WRITTEN TASK A:
Answer these questions from the text on memory usage and gas pricing:
(i) What is the memory usage of O1/O2/O3?
(ii) What share of users can benefit from cost savings via O4 optimization?
(iii) How much gas does the yellow paper define g_callvalue as?

TEXT SEGMENT:
◇ ◇ ◇ ◇ ◇ ◇ ◇

Figure 4: The maximum memory usage of O1/O2/O3 in a block.

Concretely, we assume all the gas in a block is used to read accounts to estimate the maximum memory usage in Figure 4. The memory usage of O1/O2/O3 is 230MiB. I recommend you to read the paper for more details (e.g., why the account object is 164bytes).

  1. The introduction of a fee for querying contract bytecodes in the world state aims to balance costs between deploying duplicate and non-duplicate contracts. Most deployed contracts are duplicates, allowing over 88% (test in 1M blocks) of users to benefit from cost savings via O4 optimization. The deployment fee for a contract is significantly higher than the querying fee, making the additional charge minimal even for non-duplicate contracts. Consequently, the new charge is justified as it imposes a negligible financial burden on a small percentage of users while offering substantial benefits to the majority.

Ugly

1 Account write price: None of the specifications clearly defines the price of writing a single account object. The yellow paper defines the g_callvalue as 9000 gas to transfer Ether, and vitalik’s blog mentions this price is used to write two account objects. However, the price of writing a single account object is still unclear. Updating two account can be seen as two reads and two writes for two accounts, while account read can refer the price of BALANCE opcode (e.g., 2600 gas) and write account only needs 1900 gas (9000 /2 - 2600). How could it be possible?

◇ ◇ ◇ ◇ ◇ ◇ ◇

MATERIAL PROVIDED:
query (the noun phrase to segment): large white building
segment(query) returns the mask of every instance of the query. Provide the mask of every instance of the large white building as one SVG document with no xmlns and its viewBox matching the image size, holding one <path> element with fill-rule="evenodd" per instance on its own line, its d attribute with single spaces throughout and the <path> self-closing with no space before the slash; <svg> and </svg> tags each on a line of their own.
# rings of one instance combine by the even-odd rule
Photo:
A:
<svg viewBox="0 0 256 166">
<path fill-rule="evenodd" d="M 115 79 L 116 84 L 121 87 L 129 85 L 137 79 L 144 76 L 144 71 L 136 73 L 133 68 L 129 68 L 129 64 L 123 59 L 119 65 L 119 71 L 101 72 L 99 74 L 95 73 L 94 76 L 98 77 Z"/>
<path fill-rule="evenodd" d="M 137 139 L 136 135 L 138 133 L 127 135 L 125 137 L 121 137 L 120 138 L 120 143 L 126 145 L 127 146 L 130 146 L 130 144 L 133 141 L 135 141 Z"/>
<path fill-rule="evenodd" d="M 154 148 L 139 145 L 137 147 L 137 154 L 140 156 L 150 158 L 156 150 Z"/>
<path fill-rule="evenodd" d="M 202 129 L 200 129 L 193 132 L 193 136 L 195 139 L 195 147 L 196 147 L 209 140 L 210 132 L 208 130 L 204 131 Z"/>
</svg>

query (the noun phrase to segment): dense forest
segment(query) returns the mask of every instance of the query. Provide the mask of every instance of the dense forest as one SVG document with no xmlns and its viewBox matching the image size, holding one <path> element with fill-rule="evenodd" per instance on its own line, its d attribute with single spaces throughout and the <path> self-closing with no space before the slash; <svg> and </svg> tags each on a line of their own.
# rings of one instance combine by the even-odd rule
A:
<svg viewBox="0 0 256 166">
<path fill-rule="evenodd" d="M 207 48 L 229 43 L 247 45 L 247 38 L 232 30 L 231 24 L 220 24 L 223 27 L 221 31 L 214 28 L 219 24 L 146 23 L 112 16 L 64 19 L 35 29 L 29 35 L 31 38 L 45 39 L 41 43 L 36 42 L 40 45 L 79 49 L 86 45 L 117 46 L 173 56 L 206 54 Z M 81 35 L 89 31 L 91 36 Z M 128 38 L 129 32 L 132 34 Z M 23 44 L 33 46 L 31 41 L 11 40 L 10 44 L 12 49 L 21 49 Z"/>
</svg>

◇ ◇ ◇ ◇ ◇ ◇ ◇

WRITTEN TASK B:
Switch "large white building" to "tall white tower" in the listing, from its first line to the line with "137 139 L 136", and give those lines back with everything else unchanged.

WORKED ANSWER A:
(i) 230MiB
(ii) Over 88% (tested in 1M blocks)
(iii) 9000 gas

WORKED ANSWER B:
query (the noun phrase to segment): tall white tower
segment(query) returns the mask of every instance of the query. Provide the mask of every instance of the tall white tower as one SVG document with no xmlns and its viewBox matching the image size, holding one <path> element with fill-rule="evenodd" per instance on its own line, its d attribute with single spaces throughout and the <path> self-closing with no space before the slash; <svg> and </svg> tags each on a line of their own.
# rings of one instance combine by the even-odd rule
Photo:
A:
<svg viewBox="0 0 256 166">
<path fill-rule="evenodd" d="M 115 79 L 116 84 L 121 87 L 129 85 L 137 79 L 144 76 L 144 71 L 136 73 L 133 68 L 129 68 L 129 64 L 123 59 L 119 65 L 119 71 L 101 72 L 99 74 L 95 73 L 94 76 L 98 77 Z"/>
<path fill-rule="evenodd" d="M 137 139 L 136 135 L 138 133 L 127 135 L 125 137 L 121 137 L 120 138 L 120 143 L 126 145 L 127 146 L 130 146 L 130 144 L 133 141 L 135 141 Z"/>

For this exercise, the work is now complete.